● Task list
1. In the blog post about change, repeat word for word the part starting at "Sunday, May 15, 2011" and ending at "lot of change.".
2. Summarize the blog post about change in two sentences.

● Passage to read
· · · · · · ·

Sunday, May 15, 2011

Take 2

I attended a change management seminar this week. When the instructor first asked us if we liked change or not, my initial reaction was to recoil - ick, change. And, then I realized that my distaste for change was really related to some recent stuff at work - but in reality, I like change. I LOVE change. A WHOLE lot of change.

From the moment I first left home for college to my first job (call it 5 years for round numbers), I moved 13 times (that just happens to be my lucky number). Now, part of those moves were necessitated by college scholarship (thank you, AT&T). But, part of them were just me. I really didn't mind the changes in scenery.

When hubby & I decided to get married, we both changed jobs, I sold my house, we moved 150 miles, had a wedding, and bought land to build a house - all within a few weeks.

After building our home in Kansas City and studying for a year to get my professional engineering degree, I was ready for more change - it started with our decision that we were ready to "try" to have kids, and I decided to go for my MBA as well. I took my GRE & got accepted to grad school. The day after I attended the orientation session, I found out I was pregnant (little did I know that "try" would equal one month of "effort"). The day after registering for classes, I found out it was twins.

· · · · · · ·

● Records provided
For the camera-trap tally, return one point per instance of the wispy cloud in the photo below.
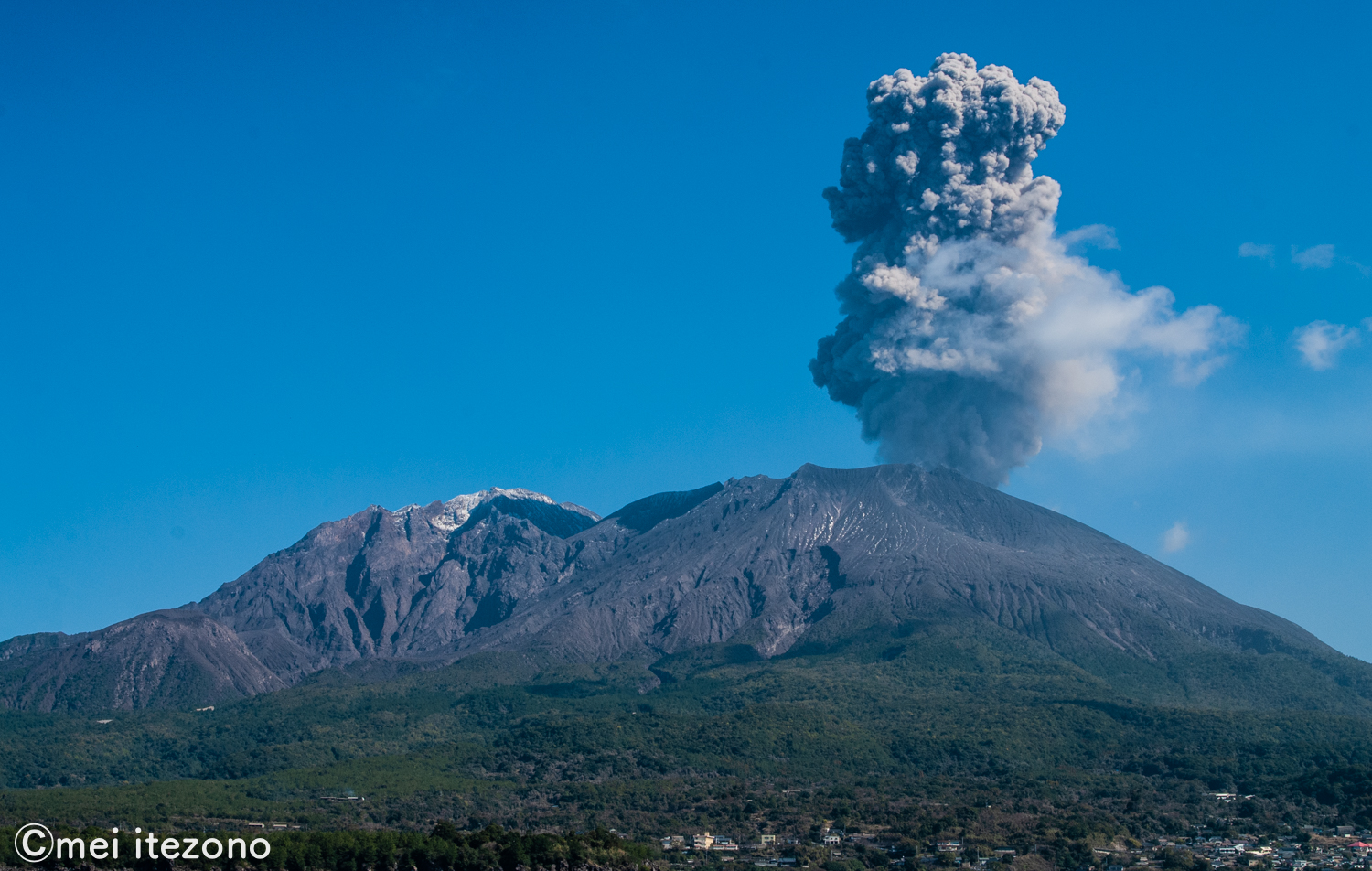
(1176, 538)
(1322, 342)
(1314, 257)
(1095, 235)
(1265, 253)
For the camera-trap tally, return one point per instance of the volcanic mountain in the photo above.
(762, 566)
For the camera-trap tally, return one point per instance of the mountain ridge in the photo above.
(806, 563)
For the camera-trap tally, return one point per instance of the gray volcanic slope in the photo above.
(155, 660)
(820, 561)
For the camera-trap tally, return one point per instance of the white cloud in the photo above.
(1265, 253)
(1316, 257)
(1176, 538)
(1322, 342)
(1095, 235)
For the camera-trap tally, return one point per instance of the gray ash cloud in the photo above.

· · · · · · ·

● Per-task outputs
1.
Sunday, May 15, 2011

Take 2

I attended a change management seminar this week. When the instructor first asked us if we liked change or not, my initial reaction was to recoil - ick, change. And, then I realized that my distaste for change was really related to some recent stuff at work - but in reality, I like change. I LOVE change. A WHOLE lot of change.

2. At a change management seminar, the writer first recoiled from the idea of change but then realized that reaction came from recent events at work and that the writer actually loves change. As evidence, the writer recounts moving 13 times between leaving for college and a first job, changing jobs, selling a house, moving 150 miles, marrying and buying land within a few weeks, and then deciding to try for children while starting an MBA, only to learn of a pregnancy with twins.